==== Brano citato ====
GENOVA, L’INDECENTE. OSSIA, DELLA BUROCRAZIA!

 

di Michele Ingenito

E’ risaputo che, dal binomio linguistico greco-francese kratos (potere)-bureau (ufficio), deriva l’ormai odioso termine di burocrazia. Come a dire, in una società evoluta, l’organizzazione di persone e risorse incaricate di conseguire un interesse pubblico in maniera corretta concreta e, soprattutto, imparziale e disinteressata.
==== Righe fornite ====
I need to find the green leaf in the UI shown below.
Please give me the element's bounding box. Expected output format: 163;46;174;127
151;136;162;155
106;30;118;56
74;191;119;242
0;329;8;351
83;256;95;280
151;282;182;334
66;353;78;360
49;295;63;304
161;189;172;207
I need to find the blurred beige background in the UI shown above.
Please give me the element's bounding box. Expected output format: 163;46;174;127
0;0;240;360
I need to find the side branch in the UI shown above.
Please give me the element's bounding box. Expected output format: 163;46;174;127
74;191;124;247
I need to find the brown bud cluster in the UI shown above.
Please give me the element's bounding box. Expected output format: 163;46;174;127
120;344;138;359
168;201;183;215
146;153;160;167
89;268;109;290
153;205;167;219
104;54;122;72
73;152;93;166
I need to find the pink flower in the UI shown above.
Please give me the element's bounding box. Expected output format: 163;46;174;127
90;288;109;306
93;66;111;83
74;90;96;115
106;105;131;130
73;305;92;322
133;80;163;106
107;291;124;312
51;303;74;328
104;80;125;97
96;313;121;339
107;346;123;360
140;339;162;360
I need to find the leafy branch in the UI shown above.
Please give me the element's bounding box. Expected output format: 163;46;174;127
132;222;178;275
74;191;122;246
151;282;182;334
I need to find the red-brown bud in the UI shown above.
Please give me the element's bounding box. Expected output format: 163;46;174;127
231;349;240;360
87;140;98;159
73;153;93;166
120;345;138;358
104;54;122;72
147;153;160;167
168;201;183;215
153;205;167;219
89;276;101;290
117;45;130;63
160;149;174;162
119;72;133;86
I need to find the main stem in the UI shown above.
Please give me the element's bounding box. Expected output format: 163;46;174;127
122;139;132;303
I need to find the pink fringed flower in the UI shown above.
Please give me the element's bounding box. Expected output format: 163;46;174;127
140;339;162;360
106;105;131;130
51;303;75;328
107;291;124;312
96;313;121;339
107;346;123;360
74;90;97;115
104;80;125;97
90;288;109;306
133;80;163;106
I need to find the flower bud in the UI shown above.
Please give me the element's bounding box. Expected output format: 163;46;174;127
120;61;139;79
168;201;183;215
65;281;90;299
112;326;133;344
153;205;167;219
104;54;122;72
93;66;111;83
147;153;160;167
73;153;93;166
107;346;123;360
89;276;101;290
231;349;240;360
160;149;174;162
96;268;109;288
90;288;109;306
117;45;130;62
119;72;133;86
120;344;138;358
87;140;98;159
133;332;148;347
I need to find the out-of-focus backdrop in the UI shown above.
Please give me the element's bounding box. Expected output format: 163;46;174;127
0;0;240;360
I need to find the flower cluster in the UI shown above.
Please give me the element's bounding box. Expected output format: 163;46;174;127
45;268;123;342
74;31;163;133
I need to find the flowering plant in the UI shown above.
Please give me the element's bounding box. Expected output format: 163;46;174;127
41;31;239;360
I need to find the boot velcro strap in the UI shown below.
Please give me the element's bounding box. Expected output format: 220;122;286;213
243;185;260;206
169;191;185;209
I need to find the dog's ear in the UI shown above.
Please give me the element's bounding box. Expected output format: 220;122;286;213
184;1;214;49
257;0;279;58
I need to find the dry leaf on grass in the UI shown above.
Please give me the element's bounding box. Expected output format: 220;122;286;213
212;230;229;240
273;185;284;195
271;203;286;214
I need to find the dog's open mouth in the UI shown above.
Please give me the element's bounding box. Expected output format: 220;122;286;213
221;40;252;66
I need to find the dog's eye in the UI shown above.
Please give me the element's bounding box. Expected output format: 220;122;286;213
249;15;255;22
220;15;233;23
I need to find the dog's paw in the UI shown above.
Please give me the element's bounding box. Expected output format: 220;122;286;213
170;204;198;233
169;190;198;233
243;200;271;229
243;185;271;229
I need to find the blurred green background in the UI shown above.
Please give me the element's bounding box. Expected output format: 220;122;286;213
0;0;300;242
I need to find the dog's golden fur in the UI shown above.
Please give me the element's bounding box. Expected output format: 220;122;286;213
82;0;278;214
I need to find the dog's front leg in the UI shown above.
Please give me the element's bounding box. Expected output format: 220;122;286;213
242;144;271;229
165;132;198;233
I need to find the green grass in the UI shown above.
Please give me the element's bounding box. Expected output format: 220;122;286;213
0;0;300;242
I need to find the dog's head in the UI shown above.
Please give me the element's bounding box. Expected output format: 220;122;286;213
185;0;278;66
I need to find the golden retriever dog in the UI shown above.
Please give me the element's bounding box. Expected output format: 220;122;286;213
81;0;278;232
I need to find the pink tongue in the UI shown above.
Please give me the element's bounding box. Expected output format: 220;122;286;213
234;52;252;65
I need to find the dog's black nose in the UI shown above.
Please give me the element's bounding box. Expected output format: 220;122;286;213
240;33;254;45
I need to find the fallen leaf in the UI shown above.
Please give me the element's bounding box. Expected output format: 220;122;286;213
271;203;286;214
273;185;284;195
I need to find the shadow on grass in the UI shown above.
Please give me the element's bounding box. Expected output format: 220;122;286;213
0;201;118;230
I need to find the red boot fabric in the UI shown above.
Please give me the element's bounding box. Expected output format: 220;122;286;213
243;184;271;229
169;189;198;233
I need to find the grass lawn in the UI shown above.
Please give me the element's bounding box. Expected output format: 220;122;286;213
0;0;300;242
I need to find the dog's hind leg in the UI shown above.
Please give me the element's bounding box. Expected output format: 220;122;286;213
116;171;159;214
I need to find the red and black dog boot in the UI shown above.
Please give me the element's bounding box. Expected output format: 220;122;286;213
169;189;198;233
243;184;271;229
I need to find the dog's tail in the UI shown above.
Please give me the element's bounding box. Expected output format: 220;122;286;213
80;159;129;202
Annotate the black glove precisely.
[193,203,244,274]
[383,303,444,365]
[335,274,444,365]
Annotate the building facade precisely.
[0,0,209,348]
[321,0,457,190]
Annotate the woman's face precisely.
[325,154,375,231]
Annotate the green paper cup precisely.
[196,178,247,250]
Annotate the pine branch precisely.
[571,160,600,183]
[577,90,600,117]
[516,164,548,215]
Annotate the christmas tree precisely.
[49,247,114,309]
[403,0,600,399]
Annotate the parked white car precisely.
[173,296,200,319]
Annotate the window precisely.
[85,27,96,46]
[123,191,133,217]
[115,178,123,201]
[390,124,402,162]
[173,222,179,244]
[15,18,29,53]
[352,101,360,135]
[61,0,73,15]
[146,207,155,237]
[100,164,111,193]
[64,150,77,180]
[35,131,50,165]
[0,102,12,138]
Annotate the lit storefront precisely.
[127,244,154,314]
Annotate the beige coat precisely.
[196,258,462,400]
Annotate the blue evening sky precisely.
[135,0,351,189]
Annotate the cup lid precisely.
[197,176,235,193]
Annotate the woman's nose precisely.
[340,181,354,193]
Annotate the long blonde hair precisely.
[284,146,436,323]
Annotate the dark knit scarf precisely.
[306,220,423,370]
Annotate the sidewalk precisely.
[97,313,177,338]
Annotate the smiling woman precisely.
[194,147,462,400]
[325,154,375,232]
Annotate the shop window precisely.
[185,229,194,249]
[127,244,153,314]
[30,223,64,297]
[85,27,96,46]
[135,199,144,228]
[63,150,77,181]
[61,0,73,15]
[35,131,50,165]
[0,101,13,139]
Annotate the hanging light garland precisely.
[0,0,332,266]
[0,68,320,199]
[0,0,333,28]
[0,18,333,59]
====
§ Esercizi proposti:
- a) Per ciascuna affermazione, indica se concorda con il brano sulla burocrazia e riporta alla lettera le parole che lo stabiliscono: (i) il termine burocrazia nasce dall'unione di una parola greca e di una francese; (ii) la parola greca kratos significa "ufficio"; (iii) l'organizzazione descritta ha il compito di conseguire un interesse privato.
- b) Cita dal brano sulla burocrazia il passo che comincia con "di Michele Ingenito" e prosegue fino a "imparziale e disinteressata.".
Le righe provengono da una fonte diversa.

§ Risposte:
- a)
(i) Sì: "dal binomio linguistico greco-francese kratos (potere)-bureau (ufficio), deriva l’ormai odioso termine di burocrazia".
(ii) No: "kratos (potere)".
(iii) No: "incaricate di conseguire un interesse pubblico".

- b)
di Michele Ingenito

E’ risaputo che, dal binomio linguistico greco-francese kratos (potere)-bureau (ufficio), deriva l’ormai odioso termine di burocrazia. Come a dire, in una società evoluta, l’organizzazione di persone e risorse incaricate di conseguire un interesse pubblico in maniera corretta concreta e, soprattutto, imparziale e disinteressata.